▸ **Aim of the exercise**
Copy out the listing below line for line, changing nothing.

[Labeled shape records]
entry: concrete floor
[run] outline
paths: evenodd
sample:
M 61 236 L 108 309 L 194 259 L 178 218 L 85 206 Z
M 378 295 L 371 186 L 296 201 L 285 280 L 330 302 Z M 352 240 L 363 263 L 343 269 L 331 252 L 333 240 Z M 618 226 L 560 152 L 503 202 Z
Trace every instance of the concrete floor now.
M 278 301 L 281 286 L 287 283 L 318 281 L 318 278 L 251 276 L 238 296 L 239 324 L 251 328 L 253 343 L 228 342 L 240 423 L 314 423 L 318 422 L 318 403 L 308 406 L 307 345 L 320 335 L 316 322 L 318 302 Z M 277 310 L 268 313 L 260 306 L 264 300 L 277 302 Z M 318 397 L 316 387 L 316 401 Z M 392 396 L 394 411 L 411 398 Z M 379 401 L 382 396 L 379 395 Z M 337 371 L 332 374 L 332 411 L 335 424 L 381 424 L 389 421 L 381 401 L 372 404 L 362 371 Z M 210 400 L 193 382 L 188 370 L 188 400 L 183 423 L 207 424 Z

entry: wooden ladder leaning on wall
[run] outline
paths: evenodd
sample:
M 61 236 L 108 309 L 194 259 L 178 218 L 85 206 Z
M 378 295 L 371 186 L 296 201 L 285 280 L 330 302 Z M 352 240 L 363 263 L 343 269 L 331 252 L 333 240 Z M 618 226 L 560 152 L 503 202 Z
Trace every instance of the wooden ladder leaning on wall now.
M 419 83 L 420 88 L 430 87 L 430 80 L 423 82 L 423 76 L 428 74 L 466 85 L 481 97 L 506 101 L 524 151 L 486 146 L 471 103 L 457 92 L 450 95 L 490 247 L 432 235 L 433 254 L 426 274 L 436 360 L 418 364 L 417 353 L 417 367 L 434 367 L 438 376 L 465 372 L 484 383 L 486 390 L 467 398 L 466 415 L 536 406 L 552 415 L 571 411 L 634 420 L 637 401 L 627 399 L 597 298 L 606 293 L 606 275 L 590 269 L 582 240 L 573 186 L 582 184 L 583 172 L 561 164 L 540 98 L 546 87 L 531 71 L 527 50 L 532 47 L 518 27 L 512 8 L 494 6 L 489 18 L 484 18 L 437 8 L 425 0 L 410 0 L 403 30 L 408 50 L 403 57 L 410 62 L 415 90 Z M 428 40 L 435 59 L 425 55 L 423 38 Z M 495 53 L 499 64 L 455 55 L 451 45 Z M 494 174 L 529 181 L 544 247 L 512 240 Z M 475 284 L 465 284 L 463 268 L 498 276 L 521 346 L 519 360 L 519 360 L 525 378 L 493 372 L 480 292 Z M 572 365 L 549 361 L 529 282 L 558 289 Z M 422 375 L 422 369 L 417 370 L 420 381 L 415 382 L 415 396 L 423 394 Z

▸ **Solution**
entry: concrete floor
[run] outline
paths: evenodd
sample:
M 61 236 L 108 309 L 194 259 L 178 218 L 85 206 Z
M 378 295 L 371 186 L 296 201 L 285 280 L 330 302 Z M 352 240 L 363 263 L 343 269 L 331 252 L 333 240 Z M 618 226 L 560 152 L 503 202 Z
Trace every instance of the concrete floor now.
M 278 301 L 281 286 L 287 283 L 318 281 L 318 278 L 251 276 L 238 296 L 239 324 L 251 328 L 253 343 L 228 342 L 240 423 L 314 423 L 318 422 L 318 403 L 308 406 L 307 345 L 320 335 L 316 322 L 318 302 Z M 277 310 L 268 313 L 260 306 L 264 300 L 277 302 Z M 318 397 L 316 387 L 316 401 Z M 392 396 L 394 411 L 411 398 Z M 379 401 L 382 396 L 379 395 Z M 337 371 L 332 374 L 332 411 L 335 424 L 381 424 L 389 421 L 381 401 L 372 404 L 362 371 Z M 210 400 L 193 382 L 188 370 L 188 400 L 183 423 L 207 424 Z

entry: wooden ladder leaning on wall
[run] outline
paths: evenodd
sample:
M 61 236 L 108 309 L 194 259 L 178 218 L 85 206 Z
M 378 295 L 371 186 L 296 201 L 285 280 L 330 302 Z M 352 240 L 363 263 L 343 269 L 331 252 L 333 240 Z M 618 226 L 560 152 L 503 202 Z
Trace every instance of the wooden ladder leaning on wall now.
M 419 83 L 420 88 L 430 87 L 430 80 L 423 82 L 423 76 L 428 74 L 466 85 L 481 97 L 506 101 L 524 151 L 486 146 L 471 103 L 457 92 L 450 95 L 490 247 L 432 235 L 433 254 L 426 274 L 436 360 L 418 364 L 417 353 L 417 367 L 434 367 L 438 376 L 465 372 L 484 383 L 486 390 L 467 398 L 466 415 L 536 406 L 552 415 L 571 411 L 634 420 L 637 401 L 627 399 L 597 298 L 606 293 L 606 275 L 590 269 L 582 240 L 573 186 L 582 184 L 583 172 L 561 164 L 540 98 L 546 87 L 531 71 L 527 50 L 532 47 L 518 27 L 512 8 L 494 6 L 489 18 L 484 18 L 437 8 L 425 0 L 410 0 L 403 30 L 408 50 L 403 57 L 410 62 L 415 90 Z M 428 40 L 435 59 L 425 55 L 423 38 Z M 495 53 L 499 64 L 455 55 L 451 45 Z M 494 174 L 529 181 L 544 247 L 512 240 Z M 475 284 L 465 284 L 463 268 L 498 276 L 521 346 L 519 360 L 519 360 L 525 378 L 493 372 L 480 292 Z M 572 365 L 549 361 L 529 282 L 558 289 Z M 422 375 L 422 369 L 417 370 L 420 381 L 415 382 L 415 396 L 423 394 Z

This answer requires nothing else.